TASK DIRECTIONS | Each line from the one with "tire, one line per instance." through the last line of the records must be output exactly, both ends included.

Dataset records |
== Segment start ==

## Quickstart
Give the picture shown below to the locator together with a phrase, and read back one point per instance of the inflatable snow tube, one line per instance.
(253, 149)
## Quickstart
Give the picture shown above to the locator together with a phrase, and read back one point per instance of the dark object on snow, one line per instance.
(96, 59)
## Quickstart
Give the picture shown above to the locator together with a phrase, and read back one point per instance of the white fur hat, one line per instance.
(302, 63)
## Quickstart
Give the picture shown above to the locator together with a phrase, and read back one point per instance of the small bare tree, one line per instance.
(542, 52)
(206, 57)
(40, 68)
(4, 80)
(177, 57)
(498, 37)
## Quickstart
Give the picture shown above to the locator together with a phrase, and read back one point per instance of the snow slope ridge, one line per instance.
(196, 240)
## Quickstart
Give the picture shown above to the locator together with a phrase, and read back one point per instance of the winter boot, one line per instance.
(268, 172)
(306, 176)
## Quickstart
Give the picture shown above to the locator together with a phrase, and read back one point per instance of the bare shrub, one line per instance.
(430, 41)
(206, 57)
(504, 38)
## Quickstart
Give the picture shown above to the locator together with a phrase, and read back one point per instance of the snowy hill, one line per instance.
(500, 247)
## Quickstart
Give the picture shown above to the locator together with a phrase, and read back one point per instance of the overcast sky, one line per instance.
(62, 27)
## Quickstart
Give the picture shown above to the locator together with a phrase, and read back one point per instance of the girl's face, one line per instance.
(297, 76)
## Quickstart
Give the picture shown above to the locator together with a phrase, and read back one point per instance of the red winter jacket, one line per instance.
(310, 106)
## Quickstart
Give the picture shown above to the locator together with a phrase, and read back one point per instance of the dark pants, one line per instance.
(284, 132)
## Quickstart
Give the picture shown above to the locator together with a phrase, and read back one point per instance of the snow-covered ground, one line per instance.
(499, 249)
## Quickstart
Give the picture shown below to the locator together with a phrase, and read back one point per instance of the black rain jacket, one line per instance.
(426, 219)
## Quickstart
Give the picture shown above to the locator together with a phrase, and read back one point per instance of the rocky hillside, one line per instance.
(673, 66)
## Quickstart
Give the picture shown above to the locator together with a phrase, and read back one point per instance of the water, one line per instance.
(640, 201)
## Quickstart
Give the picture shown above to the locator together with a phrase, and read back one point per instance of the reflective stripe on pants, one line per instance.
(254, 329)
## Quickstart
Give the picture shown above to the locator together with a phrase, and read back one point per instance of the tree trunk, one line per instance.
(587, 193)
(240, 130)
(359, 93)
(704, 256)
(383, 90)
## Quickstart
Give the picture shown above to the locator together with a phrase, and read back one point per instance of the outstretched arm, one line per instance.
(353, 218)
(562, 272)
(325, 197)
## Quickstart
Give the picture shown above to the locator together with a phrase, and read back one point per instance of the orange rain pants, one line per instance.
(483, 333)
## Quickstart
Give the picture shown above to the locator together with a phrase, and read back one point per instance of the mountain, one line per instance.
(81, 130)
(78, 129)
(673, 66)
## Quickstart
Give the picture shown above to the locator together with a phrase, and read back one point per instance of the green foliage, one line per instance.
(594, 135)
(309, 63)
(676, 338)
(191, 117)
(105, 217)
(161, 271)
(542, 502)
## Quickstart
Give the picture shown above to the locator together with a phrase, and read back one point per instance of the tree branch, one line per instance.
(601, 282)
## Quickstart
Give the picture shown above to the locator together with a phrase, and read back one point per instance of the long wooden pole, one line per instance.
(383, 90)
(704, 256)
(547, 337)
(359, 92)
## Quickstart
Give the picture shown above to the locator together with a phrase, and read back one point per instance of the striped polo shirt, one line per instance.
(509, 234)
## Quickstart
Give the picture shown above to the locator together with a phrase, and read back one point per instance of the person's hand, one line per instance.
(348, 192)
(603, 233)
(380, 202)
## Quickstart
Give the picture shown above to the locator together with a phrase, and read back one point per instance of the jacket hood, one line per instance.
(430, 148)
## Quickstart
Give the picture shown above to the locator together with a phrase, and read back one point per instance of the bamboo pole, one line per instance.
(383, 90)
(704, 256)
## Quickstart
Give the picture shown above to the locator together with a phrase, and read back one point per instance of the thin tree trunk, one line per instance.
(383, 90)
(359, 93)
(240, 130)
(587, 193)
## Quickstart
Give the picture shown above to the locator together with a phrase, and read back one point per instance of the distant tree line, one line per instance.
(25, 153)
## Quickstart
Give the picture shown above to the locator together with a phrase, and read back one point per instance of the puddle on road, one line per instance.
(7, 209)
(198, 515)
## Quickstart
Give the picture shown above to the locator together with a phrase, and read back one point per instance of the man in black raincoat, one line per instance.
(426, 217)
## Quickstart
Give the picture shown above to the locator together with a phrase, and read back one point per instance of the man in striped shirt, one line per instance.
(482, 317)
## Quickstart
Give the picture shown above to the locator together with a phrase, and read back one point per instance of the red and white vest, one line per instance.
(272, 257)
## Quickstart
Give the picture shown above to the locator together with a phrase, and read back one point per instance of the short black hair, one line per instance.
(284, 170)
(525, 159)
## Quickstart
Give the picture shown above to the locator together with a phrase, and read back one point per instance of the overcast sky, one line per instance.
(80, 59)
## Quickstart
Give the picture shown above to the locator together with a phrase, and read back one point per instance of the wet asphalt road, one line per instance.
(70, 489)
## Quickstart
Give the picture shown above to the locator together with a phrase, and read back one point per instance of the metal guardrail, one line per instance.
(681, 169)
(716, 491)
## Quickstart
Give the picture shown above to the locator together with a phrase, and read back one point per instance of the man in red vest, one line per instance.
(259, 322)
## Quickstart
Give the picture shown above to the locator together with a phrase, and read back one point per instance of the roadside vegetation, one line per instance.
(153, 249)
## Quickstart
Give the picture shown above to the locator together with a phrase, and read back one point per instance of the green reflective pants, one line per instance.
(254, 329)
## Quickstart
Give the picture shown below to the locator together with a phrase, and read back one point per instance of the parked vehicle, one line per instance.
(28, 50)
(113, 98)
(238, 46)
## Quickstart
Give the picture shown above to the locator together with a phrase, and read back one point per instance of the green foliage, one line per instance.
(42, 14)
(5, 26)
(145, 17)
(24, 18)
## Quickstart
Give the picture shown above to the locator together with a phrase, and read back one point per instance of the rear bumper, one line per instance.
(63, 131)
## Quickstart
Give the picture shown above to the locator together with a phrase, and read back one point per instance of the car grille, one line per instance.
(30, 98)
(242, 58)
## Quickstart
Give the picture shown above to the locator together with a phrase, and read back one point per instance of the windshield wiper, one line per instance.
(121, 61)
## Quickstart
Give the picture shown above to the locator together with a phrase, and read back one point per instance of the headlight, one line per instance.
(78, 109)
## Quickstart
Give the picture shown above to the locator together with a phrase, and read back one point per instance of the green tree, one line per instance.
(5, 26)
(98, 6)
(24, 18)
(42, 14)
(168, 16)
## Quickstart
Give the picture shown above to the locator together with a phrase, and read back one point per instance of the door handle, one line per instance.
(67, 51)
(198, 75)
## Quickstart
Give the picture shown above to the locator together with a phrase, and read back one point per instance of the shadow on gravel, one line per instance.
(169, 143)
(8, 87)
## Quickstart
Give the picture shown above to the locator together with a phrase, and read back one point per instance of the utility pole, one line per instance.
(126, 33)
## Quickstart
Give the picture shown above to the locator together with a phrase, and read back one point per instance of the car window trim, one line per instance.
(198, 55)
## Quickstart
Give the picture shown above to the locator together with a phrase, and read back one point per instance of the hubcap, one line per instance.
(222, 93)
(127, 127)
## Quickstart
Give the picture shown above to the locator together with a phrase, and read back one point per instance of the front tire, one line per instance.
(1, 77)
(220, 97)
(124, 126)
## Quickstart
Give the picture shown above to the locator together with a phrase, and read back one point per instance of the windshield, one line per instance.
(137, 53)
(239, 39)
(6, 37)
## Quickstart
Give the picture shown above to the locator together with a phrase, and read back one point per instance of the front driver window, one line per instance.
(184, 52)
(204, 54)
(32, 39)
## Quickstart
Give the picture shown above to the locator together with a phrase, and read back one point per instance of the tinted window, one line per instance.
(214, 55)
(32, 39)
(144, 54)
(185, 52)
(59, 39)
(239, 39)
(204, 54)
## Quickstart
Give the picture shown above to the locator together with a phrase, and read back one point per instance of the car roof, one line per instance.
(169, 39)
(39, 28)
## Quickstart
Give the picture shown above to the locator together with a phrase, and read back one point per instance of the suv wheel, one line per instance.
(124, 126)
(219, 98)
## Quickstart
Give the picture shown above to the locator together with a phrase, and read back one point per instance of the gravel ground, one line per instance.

== Segment end ==

RESULT FOR THIS TASK |
Give the picture shown above to the locator together with a phrase, and read back one point per instance of the front tire, one line per instance.
(1, 77)
(220, 97)
(124, 126)
## Quickstart
Give the picture shown above to the locator together with a phrase, and read back one point per instance of the windshield, one line per instance.
(137, 53)
(239, 39)
(6, 37)
## Quickstart
Give the picture shown above to the locator together with a phrase, and read back one point per instance of the front driver window, one line per instance.
(184, 52)
(204, 54)
(32, 39)
## Quickstart
Give the picture shown above to the locator together with a phrase, and read back one point per instance of the tinted window, one line per instance.
(214, 55)
(32, 39)
(144, 54)
(185, 52)
(59, 39)
(239, 39)
(204, 54)
## Quickstart
Give the picture shown above to the locator together with a phrase, and read back one point per instance of the car roof, one line per instance.
(169, 39)
(39, 28)
## Quickstart
Give the picture shown above to the locator together with a phrase, and read back one point per instance of the suv wheel, one line per instance.
(124, 126)
(219, 98)
## Quickstart
Give the picture shown above to the locator together with a phrase, and read back one point per instance of the gravel ground, one line per instance.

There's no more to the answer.